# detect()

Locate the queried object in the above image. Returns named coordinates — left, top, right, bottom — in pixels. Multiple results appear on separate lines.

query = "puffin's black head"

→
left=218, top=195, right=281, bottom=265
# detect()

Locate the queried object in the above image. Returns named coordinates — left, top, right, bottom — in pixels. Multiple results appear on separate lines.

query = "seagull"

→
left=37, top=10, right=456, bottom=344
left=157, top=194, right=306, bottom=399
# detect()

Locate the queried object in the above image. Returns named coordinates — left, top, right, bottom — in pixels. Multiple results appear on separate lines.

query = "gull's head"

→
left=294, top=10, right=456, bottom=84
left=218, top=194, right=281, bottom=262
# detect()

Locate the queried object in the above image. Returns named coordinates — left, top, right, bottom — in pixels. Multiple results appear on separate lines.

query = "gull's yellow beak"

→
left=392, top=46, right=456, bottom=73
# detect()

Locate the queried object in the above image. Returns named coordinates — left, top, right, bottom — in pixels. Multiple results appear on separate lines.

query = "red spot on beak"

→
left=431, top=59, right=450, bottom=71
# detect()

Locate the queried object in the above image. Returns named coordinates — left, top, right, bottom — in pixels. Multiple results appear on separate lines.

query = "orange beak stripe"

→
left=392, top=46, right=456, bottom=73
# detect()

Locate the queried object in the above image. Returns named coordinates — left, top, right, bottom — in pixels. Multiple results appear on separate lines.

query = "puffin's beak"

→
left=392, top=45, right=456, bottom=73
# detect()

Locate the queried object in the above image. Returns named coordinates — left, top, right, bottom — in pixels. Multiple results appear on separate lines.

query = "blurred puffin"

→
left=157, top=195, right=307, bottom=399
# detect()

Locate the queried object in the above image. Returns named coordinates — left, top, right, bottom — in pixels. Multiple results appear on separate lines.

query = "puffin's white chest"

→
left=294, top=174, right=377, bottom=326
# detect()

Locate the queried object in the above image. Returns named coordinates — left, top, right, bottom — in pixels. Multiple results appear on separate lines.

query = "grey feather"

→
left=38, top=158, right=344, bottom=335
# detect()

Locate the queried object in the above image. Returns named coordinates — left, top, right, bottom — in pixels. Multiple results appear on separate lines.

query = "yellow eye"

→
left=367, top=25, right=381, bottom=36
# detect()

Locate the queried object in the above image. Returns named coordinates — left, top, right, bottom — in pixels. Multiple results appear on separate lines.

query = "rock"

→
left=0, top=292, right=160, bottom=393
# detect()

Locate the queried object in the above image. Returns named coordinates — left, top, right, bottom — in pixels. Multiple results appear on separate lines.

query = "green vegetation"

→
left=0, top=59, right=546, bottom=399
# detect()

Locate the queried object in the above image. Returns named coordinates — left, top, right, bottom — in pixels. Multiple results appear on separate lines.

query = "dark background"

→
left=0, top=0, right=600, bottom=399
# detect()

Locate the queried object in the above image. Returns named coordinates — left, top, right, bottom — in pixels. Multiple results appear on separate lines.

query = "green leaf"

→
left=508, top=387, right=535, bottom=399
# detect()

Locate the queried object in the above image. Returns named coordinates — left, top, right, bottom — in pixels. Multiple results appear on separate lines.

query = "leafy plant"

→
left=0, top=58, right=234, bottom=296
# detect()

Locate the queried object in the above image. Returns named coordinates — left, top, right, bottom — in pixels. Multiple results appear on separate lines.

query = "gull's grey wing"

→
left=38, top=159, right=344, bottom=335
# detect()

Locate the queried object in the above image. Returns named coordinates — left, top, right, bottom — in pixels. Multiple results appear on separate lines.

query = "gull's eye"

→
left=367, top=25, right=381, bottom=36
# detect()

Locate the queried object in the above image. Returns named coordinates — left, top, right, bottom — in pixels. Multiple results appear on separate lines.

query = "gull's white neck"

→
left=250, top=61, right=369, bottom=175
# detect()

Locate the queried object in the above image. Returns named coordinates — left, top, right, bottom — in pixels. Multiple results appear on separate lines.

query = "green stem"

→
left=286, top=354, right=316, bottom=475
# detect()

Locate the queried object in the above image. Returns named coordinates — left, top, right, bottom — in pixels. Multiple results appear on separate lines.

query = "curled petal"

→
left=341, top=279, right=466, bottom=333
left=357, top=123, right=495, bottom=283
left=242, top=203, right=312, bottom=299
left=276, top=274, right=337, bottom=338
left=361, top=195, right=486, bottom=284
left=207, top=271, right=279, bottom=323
· · ·
CHALLENGE: Rewrite the entries starting at the beginning and ending with the line containing "left=218, top=195, right=281, bottom=265", including that line and the requests. Multiply only the pixel coordinates in the answers by 2.5 and round them to whole numbers, with halves rounded up.

SOLUTION FOR THIS TASK:
# detect()

Locate the queried object in the above image. Returns named coordinates — left, top, right, bottom — in pixels. Multiple results appear on separate lines.

query = "puffin's black head"

→
left=545, top=488, right=703, bottom=663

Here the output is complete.